**PROMPT**
Every record below should be printed again exactly, with its pictures removed.

━━━━━ SUPPLIED RECORDS

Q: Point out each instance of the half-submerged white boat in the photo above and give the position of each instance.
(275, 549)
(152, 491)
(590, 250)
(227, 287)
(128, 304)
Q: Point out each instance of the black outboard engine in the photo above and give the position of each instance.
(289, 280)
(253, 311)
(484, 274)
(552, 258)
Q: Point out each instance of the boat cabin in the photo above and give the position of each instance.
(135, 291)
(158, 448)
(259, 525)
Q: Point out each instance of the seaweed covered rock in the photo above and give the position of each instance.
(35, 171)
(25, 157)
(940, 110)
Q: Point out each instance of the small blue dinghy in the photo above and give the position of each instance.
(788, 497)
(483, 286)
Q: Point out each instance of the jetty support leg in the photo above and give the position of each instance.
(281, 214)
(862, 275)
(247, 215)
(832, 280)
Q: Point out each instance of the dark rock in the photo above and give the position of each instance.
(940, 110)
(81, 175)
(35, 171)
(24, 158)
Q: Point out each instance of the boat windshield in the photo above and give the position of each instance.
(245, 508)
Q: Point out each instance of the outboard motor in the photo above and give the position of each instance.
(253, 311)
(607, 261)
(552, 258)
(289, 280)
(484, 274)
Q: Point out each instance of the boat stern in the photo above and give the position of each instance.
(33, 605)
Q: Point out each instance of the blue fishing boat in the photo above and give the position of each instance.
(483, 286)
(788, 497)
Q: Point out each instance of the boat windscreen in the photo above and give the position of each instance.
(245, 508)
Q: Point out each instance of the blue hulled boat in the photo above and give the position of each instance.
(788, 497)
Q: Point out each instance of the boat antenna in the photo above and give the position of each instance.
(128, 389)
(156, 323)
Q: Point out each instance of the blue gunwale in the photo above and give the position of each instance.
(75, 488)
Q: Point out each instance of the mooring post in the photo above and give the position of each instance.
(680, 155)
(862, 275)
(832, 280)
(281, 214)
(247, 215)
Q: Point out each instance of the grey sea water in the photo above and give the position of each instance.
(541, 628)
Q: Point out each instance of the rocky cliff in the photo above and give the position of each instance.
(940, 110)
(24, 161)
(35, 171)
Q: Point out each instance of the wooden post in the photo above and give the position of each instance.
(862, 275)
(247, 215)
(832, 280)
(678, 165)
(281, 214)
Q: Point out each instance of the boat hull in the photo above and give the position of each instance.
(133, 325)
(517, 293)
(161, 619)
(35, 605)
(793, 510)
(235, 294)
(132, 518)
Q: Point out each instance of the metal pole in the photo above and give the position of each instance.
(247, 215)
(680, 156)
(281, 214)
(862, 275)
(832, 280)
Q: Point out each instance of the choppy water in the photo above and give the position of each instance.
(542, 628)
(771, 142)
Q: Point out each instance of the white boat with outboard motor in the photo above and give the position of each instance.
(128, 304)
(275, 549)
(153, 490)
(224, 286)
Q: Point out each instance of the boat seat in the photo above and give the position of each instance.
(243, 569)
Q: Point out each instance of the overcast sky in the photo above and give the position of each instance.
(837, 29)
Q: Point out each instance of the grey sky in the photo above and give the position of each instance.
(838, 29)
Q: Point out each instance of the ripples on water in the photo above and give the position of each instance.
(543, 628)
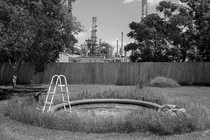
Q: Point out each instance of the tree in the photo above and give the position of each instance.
(35, 31)
(182, 34)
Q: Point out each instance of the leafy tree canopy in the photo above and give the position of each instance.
(36, 31)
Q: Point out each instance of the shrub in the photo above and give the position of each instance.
(136, 121)
(163, 82)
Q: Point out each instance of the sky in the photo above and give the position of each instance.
(113, 17)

━━━━━━━━━━

**YOUR RESPONSE**
Q: Point out each instance of the half-submerged white boat in the photo above and give the position of each instance.
(275, 549)
(152, 491)
(590, 250)
(227, 287)
(128, 304)
Q: Point out each instance of the black outboard engine in the photo above and give the position of each instance.
(289, 280)
(253, 311)
(484, 274)
(552, 258)
Q: Point out each instance of the boat cabin in the photo above and give the position of each instance.
(135, 291)
(158, 448)
(259, 525)
Q: Point out each instance of the seaweed covered rock in the photo above and give the position of each instance.
(35, 171)
(25, 157)
(940, 110)
Q: Point out each instance of the small blue dinghy in the photo above and give the position of each instance.
(788, 497)
(483, 286)
Q: Point out each instance of the jetty support leg in the photo above and give the position of each instance.
(281, 214)
(862, 275)
(247, 215)
(832, 280)
Q: Point out each instance of the dark rock in the photo above and give the position of each instance.
(940, 110)
(81, 175)
(35, 171)
(24, 158)
Q: Point out each instance of the boat windshield in the photo above and give the position of each instance.
(245, 508)
Q: Point out each instance of the outboard motor in the photo above and give the position of each instance.
(253, 311)
(607, 261)
(552, 258)
(289, 280)
(484, 274)
Q: Point out each instance of the boat stern in the photo above and give the position of each instance.
(33, 605)
Q: Point out each instance of the blue fishing boat in the photo above and give the position of each instance.
(483, 286)
(788, 497)
Q: Point out each instance of the boat windscreen in the photo above and give the position of each instance.
(245, 508)
Q: Point out each instance of the blue hulled boat in the photo above and give the position of each instance.
(788, 497)
Q: Point out each instance of the boat antenna in the photo above and give the position of each instance.
(128, 389)
(156, 323)
Q: Point out each instance of the blue gunwale in the photo above and give the position of each instance.
(75, 488)
Q: Point out each instance of the mooring post in the photo above and give the position of each instance.
(680, 155)
(862, 275)
(832, 280)
(281, 214)
(247, 215)
Q: Point out each instance of the grey sea water in the photo above and give the position of each instance.
(541, 628)
Q: Point out each instance of the rocky cliff in the photo above and give the position of each instance.
(940, 110)
(24, 161)
(35, 171)
Q: Point out each instance of the wooden post in the photo above and give the position of each instance.
(862, 275)
(247, 215)
(832, 280)
(678, 165)
(281, 214)
Q: Point out each instance of the boat hull in the photo above and give the position of each instance.
(133, 325)
(517, 293)
(161, 619)
(35, 605)
(793, 510)
(235, 294)
(132, 518)
Q: Point out each instance of the metal pole in the photo above and give the position of each instance.
(247, 215)
(680, 156)
(281, 214)
(862, 275)
(832, 280)
Q: Point out each instance of the choppy water in the photo above and give the position of each instance.
(542, 628)
(771, 142)
Q: Point out each instance of the white boat with outboard motor in the photo above and give the position of each instance.
(128, 304)
(275, 549)
(153, 490)
(224, 286)
Q: Point out each instance of the boat seat in the photo above and give the position of each instance.
(243, 569)
Q: Point out each instance of the overcast sky in the photo above and give the position of each instance.
(837, 29)
Q: Point out each instance of the grey sky in the photo above and give the position of each instance.
(838, 29)
Q: Point out each instance of the ripples on water in the photo above and give the position of each instance.
(543, 628)
Q: Point out each instance of the tree in the photo above and give the position of each instance.
(35, 31)
(182, 34)
Q: Point out each instance of the leafy tree canopy in the photo above and give the position of each instance.
(36, 31)
Q: Point out each instance of the shrub in the photo above and give the position of each instance.
(136, 121)
(163, 82)
Q: Point out each instance of the sky in the photo above and give the position of each instance.
(113, 17)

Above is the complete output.